# WHAT YOU ARE ASKED TO DO
Give back the full set of entries exactly, keeping each line intact.
══ RECORD EXTRACTS
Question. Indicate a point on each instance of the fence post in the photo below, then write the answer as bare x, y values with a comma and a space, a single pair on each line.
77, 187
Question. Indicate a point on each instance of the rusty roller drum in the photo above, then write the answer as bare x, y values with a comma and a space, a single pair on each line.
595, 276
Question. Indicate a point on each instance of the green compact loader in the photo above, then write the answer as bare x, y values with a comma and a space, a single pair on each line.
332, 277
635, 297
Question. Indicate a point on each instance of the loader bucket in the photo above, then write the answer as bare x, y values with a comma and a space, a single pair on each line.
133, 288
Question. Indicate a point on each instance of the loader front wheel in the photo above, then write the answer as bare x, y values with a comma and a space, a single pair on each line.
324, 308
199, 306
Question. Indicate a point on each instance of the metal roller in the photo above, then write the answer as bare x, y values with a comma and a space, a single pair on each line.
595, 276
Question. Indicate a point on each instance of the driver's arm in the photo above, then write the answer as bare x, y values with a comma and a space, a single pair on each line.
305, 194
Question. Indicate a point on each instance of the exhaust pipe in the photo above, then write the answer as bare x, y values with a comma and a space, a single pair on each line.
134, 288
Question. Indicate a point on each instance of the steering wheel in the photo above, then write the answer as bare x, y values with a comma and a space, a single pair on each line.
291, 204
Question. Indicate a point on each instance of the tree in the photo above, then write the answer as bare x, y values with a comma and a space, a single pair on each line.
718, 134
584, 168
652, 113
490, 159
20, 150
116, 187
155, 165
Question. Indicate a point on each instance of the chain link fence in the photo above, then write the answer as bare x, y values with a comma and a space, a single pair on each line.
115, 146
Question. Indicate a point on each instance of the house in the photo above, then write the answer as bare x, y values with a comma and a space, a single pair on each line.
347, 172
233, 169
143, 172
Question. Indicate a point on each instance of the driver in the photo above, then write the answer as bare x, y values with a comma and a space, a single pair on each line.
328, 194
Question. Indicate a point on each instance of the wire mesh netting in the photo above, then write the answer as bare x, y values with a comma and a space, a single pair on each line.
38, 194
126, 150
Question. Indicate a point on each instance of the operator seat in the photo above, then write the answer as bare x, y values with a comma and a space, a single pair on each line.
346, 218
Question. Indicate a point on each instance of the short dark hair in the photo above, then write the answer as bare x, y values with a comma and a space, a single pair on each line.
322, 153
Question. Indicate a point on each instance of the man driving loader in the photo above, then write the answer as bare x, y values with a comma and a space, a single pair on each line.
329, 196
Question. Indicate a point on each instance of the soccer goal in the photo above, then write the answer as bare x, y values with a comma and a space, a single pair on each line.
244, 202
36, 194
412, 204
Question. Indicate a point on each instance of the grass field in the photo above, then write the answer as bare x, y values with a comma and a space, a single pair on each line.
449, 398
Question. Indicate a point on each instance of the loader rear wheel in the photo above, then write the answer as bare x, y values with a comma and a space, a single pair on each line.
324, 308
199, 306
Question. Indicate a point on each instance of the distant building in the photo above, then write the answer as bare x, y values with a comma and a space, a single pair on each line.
════
# EXERCISE SOLUTION
Question. Indicate a point on each instance of the fence post in the photo below, then write the answer as bare x, y values with a comma and a space, a single pair on each line.
77, 187
Question. Indicate a point on each instance of the rusty roller drum in the photo above, then write the answer as bare x, y values with a comma and a space, a single pair on each line.
595, 276
Question. Indicate a point on each instance of the green compact loader in the photo above, then write the answer as bare x, y values with a comma and a space, a single pair on each line.
332, 277
635, 297
Question. Indicate a point on each instance of the loader bucket in the photo above, then write the answer as bare x, y values with a comma and a space, a single pair on each line.
133, 288
Question. Indicate a point on each instance of the loader front wheel in the photo above, then write the answer as bare x, y values with a comma and a space, a single pair on each line.
324, 308
199, 306
Question. Indicate a point on each instance of the metal roller in the photo above, then write the answer as bare x, y values with a comma and a space, a single pair on each line.
595, 276
Question. Indicate a point on each instance of the driver's arm in the photo above, then write the answer as bare x, y values with a comma and a space, a single pair on each line.
305, 194
Question. Indicate a point on each instance of the exhaust pipe in the photo above, then write the answer as bare x, y values with a comma and a space, a single pair on each line.
134, 288
Question. Indicate a point on each instance of the steering wheel in the photo above, then write the answer as bare x, y values with a comma and a space, a single pair on each line.
291, 204
Question. Indicate a point on each instance of the tree in the photo above, then write the answer as bare x, y values with a comma and a space, a single pair on each line.
718, 134
584, 168
652, 113
490, 159
20, 150
116, 187
155, 165
Question. Indicate a point on each instance of the chain link fence in the photo above, then write the answer as bare x, y values with a comma and a space, a single pair on each line.
115, 146
Question. Indicate a point on each instance of the house in the photo above, then write the answer as bare x, y values with a comma and a space, a single pair on each line.
347, 172
233, 169
143, 172
Question. Indicate a point on each instance of the driver in the photo above, then write the answer as bare x, y values with a comma and a space, a single pair on each line.
328, 194
Question. Indicate a point on each instance of the wire mesh netting in the photo above, then write the answer as bare x, y values with a comma and a space, a single pair on each line.
38, 194
126, 150
Question. Indicate a point on each instance of the operator seat in the photo above, then write the answer as bare x, y values with a comma and a space, a single pair on each line.
346, 218
Question. Indicate a point on each instance of the short dark hair in the photo above, then write the answer as bare x, y values with a comma and a space, a single pair on each line.
322, 153
Question. Indicate a point on each instance of the man driving loader in the photo above, then write the answer as bare x, y values with a comma and a space, a single pair on each line.
329, 196
Question. Indicate a point on each instance of the soccer goal in the photo above, then write the answer as bare x, y values with a comma and a space, a single pair on each line.
244, 202
36, 194
412, 204
Question. Indicate a point on each instance of the grass field in the photo above, then write the answer as bare x, y values with a comma and a space, a single pair on each line.
449, 398
Question. Indicate a point on each instance of the loader rear wheel in the photo above, then write the answer as bare x, y values with a comma and a space, a single pair on each line.
324, 308
199, 306
Question. Indicate a point on each instance of the distant building in the photo above, then write the answer as bare x, y values with a comma and a space, a single pair on each line.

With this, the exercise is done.